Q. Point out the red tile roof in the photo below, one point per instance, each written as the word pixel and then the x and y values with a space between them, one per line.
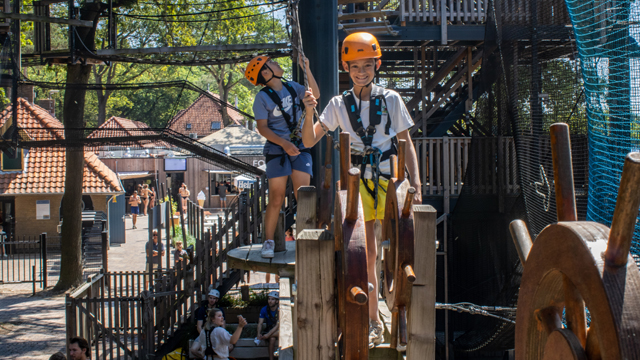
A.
pixel 200 115
pixel 45 167
pixel 121 127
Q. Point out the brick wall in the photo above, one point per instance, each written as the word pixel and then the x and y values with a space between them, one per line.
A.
pixel 26 223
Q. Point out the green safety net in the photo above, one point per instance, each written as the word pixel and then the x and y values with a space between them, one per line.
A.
pixel 607 36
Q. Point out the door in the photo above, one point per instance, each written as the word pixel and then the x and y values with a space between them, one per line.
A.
pixel 117 208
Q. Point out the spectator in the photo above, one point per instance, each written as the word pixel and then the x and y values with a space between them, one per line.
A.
pixel 58 356
pixel 134 202
pixel 154 257
pixel 269 314
pixel 79 349
pixel 180 256
pixel 222 192
pixel 214 341
pixel 207 305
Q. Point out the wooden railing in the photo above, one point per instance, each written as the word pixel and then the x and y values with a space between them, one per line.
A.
pixel 124 316
pixel 443 164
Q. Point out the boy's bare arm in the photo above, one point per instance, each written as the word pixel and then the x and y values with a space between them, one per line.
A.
pixel 412 165
pixel 311 133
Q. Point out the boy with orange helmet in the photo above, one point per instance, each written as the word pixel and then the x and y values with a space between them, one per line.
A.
pixel 375 118
pixel 278 111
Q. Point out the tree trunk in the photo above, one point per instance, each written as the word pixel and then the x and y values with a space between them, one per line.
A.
pixel 73 114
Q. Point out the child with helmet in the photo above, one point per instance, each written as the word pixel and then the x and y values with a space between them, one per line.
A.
pixel 278 114
pixel 375 118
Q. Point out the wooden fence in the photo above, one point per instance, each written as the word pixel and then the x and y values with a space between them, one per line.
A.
pixel 122 317
pixel 443 164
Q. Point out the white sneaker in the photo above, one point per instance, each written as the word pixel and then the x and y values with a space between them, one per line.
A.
pixel 267 249
pixel 375 334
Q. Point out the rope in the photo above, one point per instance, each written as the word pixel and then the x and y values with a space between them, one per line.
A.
pixel 296 44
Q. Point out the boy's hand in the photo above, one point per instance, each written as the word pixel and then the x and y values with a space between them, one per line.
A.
pixel 309 100
pixel 303 60
pixel 291 149
pixel 242 322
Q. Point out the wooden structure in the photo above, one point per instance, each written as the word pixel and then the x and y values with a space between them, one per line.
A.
pixel 590 268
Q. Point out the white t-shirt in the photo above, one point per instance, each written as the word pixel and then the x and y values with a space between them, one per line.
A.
pixel 220 341
pixel 335 114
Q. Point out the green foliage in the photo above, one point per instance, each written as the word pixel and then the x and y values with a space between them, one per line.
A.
pixel 235 301
pixel 178 236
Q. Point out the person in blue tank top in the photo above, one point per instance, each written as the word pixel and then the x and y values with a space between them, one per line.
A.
pixel 278 112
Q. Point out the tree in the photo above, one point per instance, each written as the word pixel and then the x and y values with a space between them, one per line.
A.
pixel 73 112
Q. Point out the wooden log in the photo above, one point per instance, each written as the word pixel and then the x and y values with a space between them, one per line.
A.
pixel 316 323
pixel 625 213
pixel 421 325
pixel 357 295
pixel 402 150
pixel 353 194
pixel 345 158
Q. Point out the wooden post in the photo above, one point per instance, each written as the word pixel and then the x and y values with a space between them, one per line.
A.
pixel 345 158
pixel 421 320
pixel 43 250
pixel 105 254
pixel 315 300
pixel 71 320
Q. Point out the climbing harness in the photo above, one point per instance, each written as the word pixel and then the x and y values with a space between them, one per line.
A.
pixel 371 155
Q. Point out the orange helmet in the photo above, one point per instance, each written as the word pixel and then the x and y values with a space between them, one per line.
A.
pixel 361 45
pixel 254 67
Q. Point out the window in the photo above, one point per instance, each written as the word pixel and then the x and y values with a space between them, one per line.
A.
pixel 10 164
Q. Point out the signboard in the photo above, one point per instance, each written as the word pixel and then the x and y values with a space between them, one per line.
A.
pixel 245 184
pixel 43 210
pixel 175 164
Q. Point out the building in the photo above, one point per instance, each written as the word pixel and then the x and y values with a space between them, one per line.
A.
pixel 202 118
pixel 32 185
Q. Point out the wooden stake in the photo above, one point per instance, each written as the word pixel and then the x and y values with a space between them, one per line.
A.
pixel 353 191
pixel 408 202
pixel 357 295
pixel 393 165
pixel 402 150
pixel 345 158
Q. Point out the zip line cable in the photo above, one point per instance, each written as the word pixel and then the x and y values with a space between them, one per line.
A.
pixel 198 13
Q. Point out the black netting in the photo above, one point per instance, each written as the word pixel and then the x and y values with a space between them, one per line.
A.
pixel 530 79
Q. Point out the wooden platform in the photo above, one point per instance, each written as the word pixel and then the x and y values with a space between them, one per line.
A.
pixel 249 258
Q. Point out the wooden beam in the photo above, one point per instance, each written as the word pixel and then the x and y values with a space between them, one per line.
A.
pixel 315 274
pixel 171 49
pixel 421 324
pixel 46 19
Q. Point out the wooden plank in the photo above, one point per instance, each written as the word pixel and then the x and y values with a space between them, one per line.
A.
pixel 315 309
pixel 285 339
pixel 421 326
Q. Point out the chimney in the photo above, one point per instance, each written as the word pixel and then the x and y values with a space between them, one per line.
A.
pixel 49 105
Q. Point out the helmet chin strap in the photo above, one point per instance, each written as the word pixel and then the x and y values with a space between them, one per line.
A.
pixel 273 75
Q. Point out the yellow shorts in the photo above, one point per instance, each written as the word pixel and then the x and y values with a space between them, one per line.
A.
pixel 371 213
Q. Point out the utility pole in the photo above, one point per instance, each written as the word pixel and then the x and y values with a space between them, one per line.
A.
pixel 319 30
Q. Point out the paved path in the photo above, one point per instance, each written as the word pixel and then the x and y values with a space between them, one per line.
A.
pixel 34 327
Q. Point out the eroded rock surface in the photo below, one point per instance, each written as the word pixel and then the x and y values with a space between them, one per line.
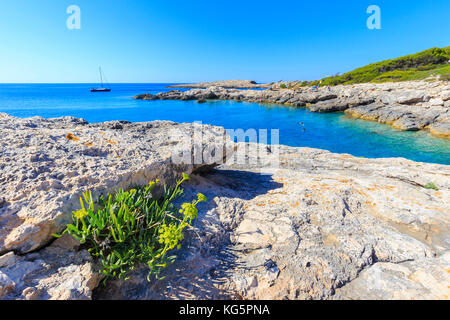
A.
pixel 45 165
pixel 287 223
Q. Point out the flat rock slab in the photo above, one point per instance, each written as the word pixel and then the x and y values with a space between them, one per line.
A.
pixel 46 164
pixel 408 106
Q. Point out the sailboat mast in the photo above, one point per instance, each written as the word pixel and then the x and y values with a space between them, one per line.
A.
pixel 101 77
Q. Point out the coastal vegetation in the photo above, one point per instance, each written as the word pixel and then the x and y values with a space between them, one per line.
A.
pixel 431 186
pixel 434 62
pixel 132 227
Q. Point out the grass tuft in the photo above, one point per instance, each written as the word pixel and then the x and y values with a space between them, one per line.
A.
pixel 132 227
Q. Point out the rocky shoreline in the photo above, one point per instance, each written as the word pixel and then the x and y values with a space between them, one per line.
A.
pixel 409 106
pixel 230 84
pixel 318 225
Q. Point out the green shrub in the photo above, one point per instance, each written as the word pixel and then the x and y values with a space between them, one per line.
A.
pixel 133 227
pixel 431 185
pixel 429 63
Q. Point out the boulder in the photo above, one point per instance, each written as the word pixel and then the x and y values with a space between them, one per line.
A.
pixel 317 226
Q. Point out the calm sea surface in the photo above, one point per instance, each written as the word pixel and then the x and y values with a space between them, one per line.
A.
pixel 333 132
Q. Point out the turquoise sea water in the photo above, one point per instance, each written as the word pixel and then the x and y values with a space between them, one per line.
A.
pixel 334 132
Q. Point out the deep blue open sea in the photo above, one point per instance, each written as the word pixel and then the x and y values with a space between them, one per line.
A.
pixel 334 132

§ **PROBLEM DETAILS**
Every line of the material is to be quoted exactly, with no pictures carried over.

§ **SOLUTION FOR THIS PROBLEM**
Q. Point out the red tile roof in the photo below, one point per instance, each written as the word pixel and then the x and y values with a space between them, one per line.
A.
pixel 200 115
pixel 45 167
pixel 121 127
Q. Point out the brick wall in the photo above, one point per instance, each written as the word pixel and then the x and y values with a space between them, one per line.
A.
pixel 26 223
Q. Point out the green safety net in the photo above, one point per instance, each written as the word pixel and then the x and y values with a space between them, one per line.
A.
pixel 607 36
Q. Point out the door in the photo above, one point per instance, each written as the word pixel and then the x and y values with a space between them, one per line.
A.
pixel 117 208
Q. Point out the spectator in the photo above, one point per instance, each written as the word pixel and then the x and y values with a space between them, one per line.
A.
pixel 58 356
pixel 134 202
pixel 154 257
pixel 269 314
pixel 79 349
pixel 180 256
pixel 222 192
pixel 214 341
pixel 207 305
Q. Point out the wooden railing in the photo above, one point per instance, each written as the word pixel and then the x and y values with a space between them, one per line.
A.
pixel 124 316
pixel 443 164
Q. Point out the boy's bare arm in the photo above, one point per instance, each written as the word pixel and then the x and y values with a space between them, one per line.
A.
pixel 412 165
pixel 311 133
Q. Point out the boy with orange helmet in the photo above, one point per instance, each written as the word pixel and then the x and y values with a space between them, one per line.
A.
pixel 375 118
pixel 278 111
Q. Point out the tree trunk in the photo above, one point per instance, each written as the word pixel and then the x and y values with a space between them, one per line.
A.
pixel 73 114
Q. Point out the child with helmet in the photo above, one point per instance, each written as the word pixel and then the x and y values with a space between them, one per line.
A.
pixel 278 114
pixel 375 118
Q. Point out the wooden fence in the photo above, one point per instance, each written as the word pixel and then the x and y values with a space between them, one per line.
A.
pixel 122 317
pixel 443 164
Q. Point out the white sneaker in the photo above, one point per instance, each written as the word pixel and then the x and y values with a space between them, one per line.
A.
pixel 267 249
pixel 375 334
Q. Point out the rope in the photo above, one point per instance, each written as the word pixel and then the x and y values with a space between them, one per line.
A.
pixel 296 44
Q. Point out the boy's hand in the photo above, one point per instance, each written as the word pixel and then the x and y values with a space between them, one per line.
A.
pixel 309 100
pixel 303 60
pixel 291 149
pixel 242 322
Q. Point out the wooden structure in the photo above, one point per instance, each written as the word pixel and then the x and y values with a space between them, one per line.
A.
pixel 590 268
Q. Point out the white t-shirt in the photo above, one point per instance, each written as the word pixel and then the x and y values with a space between them, one per line.
A.
pixel 220 341
pixel 335 114
Q. Point out the green foliage in the photo above, one point per instance, each written as the word pixel and then the x and y values with a space between them, one per line.
A.
pixel 235 301
pixel 178 236
Q. Point out the person in blue tank top in the photo above, one point per instance, each written as the word pixel and then the x and y values with a space between them, one per line.
A.
pixel 278 112
Q. Point out the tree in the photo above, one point per instance, each written as the word pixel and then the x and y values with a space between them, one per line.
A.
pixel 73 112
Q. Point out the wooden log in the photo above, one point per instance, each written as the word pixel and then the x and y values with a space between them, one per line.
A.
pixel 316 323
pixel 625 213
pixel 421 325
pixel 357 295
pixel 402 150
pixel 353 194
pixel 345 158
Q. Point out the wooden post in the photo above, one point per instance, each written as the word pixel and then the x and y values with a space between them, one per line.
A.
pixel 345 158
pixel 421 320
pixel 43 250
pixel 105 254
pixel 315 300
pixel 71 320
Q. Point out the climbing harness in the photo above, one point per instance, each written as the word pixel and then the x and y values with a space between them, one per line.
A.
pixel 371 155
Q. Point out the orange helmet in the photo above, one point per instance, each written as the word pixel and then the x and y values with a space between them, one per line.
A.
pixel 361 45
pixel 254 67
Q. Point out the window in the photo above, one point per instance, each written as the word pixel and then the x and y values with a space between them, one per line.
A.
pixel 10 164
Q. Point out the signboard in the photo above, one point per instance, each written as the word pixel and then the x and y values with a space between them, one per line.
A.
pixel 245 184
pixel 43 210
pixel 175 164
Q. Point out the building in the photo above, one point per instance, each written as the word pixel and then the x and y values with a space between them, one per line.
A.
pixel 202 118
pixel 32 185
Q. Point out the wooden stake in the photo above, one point per instance, each written as the word pixel and then the x and y values with a space between them, one per line.
A.
pixel 353 191
pixel 408 202
pixel 357 295
pixel 393 165
pixel 402 150
pixel 345 158
Q. Point out the zip line cable in the photo above, one point per instance, each written as the word pixel and then the x and y values with a space between them, one per line.
A.
pixel 198 13
Q. Point out the black netting in the photo above, one point per instance, each written as the word pixel and then the x and y values with a space between them, one per line.
A.
pixel 530 79
Q. Point out the wooden platform in the photo above, one point per instance, each written as the word pixel and then the x and y values with a space between them, one per line.
A.
pixel 249 258
Q. Point out the wooden beam in the photo above, one point per instance, each written as the word pixel and then the x and y values with a space between them, one per line.
A.
pixel 315 274
pixel 171 49
pixel 421 324
pixel 46 19
Q. Point out the wooden plank in the photo above, one point per instance, each written as the word pixel and then the x and y values with a space between them, one per line.
A.
pixel 315 309
pixel 285 339
pixel 421 326
Q. Point out the chimney in the photo above, one point per instance, each written as the word pixel and then the x and y values with a space between them, one per line.
A.
pixel 49 105
Q. Point out the helmet chin strap in the photo above, one point per instance, each written as the word pixel and then the x and y values with a space between them, one per line.
A.
pixel 273 75
Q. Point out the yellow shorts in the photo above, one point per instance, each written as the word pixel and then the x and y values with a space between them, one per line.
A.
pixel 371 213
Q. Point out the utility pole in the photo above, one point per instance, each written as the word pixel and then the x and y values with a space between them, one per line.
A.
pixel 319 30
Q. Point out the paved path in the photo above, one point per instance, each written as the word pixel and then the x and y values with a space between them, one per line.
A.
pixel 34 327
Q. Point out the eroded rock surface in the photo below, one point per instance, each written as the word pixel and then the x and y values with a space between them, one per line.
A.
pixel 45 165
pixel 287 223
Q. Point out the flat rock slab in the photo above, one point per instance, each written as the word pixel and then the x and y values with a space between them, one per line.
A.
pixel 46 164
pixel 408 106
Q. Point out the sailboat mast in the photo above, one point per instance, each written as the word pixel and then the x and y values with a space between them, one per line.
A.
pixel 101 77
Q. Point out the coastal vegetation in the photo above, one point per instance, each written as the word pixel and then the x and y values with a space between them, one per line.
A.
pixel 431 186
pixel 434 62
pixel 132 227
Q. Point out the grass tuft in the photo above, one point per instance, each written as the word pixel and then the x and y values with a space between them, one per line.
A.
pixel 132 227
Q. Point out the rocky shoreline in the photo above, one point per instance, each written as the word pixel and then the x and y values with a space between them, one per line.
A.
pixel 409 106
pixel 230 84
pixel 318 225
Q. Point out the green shrub in the photo above, one point per instance, each written as the word pixel and then the x and y values with a space between them, one per line.
A.
pixel 133 227
pixel 431 185
pixel 429 63
Q. Point out the boulder in the photo above, one point per instance, each written as the word pixel and then the x and y values with a space between them, one per line.
A.
pixel 317 226
Q. Point out the calm sea surface in the photo above, one point per instance, each written as the word pixel and then the x and y values with a space between them, one per line.
A.
pixel 333 132
Q. Point out the turquoise sea water in the photo above, one point per instance, each written as the word pixel and then the x and y values with a space between them, one per line.
A.
pixel 334 132
Q. Point out the deep blue open sea in the photo above, one point per instance, each written as the word pixel and then the x and y values with a space between them, one per line.
A.
pixel 334 132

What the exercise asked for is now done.